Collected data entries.
┄┄┄┄┄┄
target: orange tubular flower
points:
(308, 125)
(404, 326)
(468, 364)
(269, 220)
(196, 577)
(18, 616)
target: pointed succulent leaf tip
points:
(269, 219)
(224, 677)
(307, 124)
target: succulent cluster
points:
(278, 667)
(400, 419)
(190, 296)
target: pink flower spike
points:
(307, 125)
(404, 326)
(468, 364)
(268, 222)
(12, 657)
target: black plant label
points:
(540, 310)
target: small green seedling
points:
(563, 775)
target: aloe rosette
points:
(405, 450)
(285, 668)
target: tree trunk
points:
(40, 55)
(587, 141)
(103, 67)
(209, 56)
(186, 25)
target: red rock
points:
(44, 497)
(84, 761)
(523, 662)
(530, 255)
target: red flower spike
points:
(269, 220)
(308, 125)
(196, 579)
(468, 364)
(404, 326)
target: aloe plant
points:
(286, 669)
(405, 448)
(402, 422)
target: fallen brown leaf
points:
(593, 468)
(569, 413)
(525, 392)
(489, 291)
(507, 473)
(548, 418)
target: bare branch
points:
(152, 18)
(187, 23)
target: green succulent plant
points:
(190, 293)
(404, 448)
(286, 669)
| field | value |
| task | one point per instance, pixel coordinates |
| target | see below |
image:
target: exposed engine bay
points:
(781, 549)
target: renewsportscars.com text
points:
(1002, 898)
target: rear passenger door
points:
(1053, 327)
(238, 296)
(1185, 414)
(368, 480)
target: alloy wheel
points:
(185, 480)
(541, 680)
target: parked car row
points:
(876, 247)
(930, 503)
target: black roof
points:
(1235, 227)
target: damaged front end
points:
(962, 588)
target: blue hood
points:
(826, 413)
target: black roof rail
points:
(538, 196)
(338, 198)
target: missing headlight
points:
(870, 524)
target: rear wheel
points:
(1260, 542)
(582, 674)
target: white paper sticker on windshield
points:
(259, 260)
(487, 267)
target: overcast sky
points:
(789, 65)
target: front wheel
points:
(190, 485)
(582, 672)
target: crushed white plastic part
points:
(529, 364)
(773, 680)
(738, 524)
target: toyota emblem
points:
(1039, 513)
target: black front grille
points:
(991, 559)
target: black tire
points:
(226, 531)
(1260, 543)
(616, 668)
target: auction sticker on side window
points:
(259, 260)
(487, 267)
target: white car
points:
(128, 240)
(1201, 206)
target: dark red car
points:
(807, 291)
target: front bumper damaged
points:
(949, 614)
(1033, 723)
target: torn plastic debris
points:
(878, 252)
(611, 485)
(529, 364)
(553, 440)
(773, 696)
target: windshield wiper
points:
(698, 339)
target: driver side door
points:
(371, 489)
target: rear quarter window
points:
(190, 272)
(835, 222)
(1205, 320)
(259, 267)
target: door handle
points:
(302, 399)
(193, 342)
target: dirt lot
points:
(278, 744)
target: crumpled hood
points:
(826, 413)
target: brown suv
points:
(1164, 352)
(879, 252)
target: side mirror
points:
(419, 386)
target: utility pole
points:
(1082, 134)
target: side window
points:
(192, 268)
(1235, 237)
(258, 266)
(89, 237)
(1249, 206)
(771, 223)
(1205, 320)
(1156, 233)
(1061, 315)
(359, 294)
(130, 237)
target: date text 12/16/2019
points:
┄┄┄┄┄┄
Prompt.
Looking through the data above, count the lines that include the string "flower" and give only the count.

Response box.
3